Stored entries:

__________________________________________________

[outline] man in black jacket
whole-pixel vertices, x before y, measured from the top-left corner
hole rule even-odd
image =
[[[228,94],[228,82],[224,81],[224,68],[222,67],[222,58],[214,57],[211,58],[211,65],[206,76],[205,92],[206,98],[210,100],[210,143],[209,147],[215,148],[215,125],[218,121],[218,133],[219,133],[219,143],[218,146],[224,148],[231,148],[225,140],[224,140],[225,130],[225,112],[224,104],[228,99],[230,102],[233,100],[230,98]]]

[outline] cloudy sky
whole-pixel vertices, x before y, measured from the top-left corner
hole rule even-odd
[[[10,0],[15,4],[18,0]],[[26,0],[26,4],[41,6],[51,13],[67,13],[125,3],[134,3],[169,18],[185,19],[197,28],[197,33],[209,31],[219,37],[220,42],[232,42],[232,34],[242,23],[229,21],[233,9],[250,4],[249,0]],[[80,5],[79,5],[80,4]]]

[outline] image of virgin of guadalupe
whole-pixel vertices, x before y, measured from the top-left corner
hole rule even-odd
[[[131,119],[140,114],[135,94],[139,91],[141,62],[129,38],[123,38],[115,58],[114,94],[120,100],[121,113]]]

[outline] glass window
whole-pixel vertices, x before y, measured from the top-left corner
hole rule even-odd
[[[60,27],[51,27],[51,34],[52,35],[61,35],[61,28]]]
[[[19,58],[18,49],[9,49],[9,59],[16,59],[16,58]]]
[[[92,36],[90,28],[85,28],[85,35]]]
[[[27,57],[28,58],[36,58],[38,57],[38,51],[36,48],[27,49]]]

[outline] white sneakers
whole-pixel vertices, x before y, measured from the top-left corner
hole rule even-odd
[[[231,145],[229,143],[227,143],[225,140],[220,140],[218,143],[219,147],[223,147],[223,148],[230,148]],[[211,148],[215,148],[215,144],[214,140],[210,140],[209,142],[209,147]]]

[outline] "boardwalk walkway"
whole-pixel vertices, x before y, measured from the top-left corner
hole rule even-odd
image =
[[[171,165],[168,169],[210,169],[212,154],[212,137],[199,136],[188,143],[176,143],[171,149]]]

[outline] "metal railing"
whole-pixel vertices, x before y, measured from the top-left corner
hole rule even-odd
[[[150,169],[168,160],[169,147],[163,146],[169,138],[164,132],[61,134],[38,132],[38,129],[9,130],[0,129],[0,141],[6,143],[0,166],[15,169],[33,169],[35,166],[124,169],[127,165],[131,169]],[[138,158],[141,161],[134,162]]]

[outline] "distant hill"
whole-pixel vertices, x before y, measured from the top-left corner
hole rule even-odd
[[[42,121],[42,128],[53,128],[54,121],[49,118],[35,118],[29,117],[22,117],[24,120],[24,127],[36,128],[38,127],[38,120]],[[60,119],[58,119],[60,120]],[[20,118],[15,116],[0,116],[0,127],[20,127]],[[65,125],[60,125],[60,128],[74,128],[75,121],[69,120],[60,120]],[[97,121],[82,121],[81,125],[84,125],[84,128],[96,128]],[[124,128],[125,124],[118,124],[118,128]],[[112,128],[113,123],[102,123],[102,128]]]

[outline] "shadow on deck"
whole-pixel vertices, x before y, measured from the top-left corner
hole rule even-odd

__________________________________________________

Please report how many lines in the items above contain the word "outline". Give only the number.

9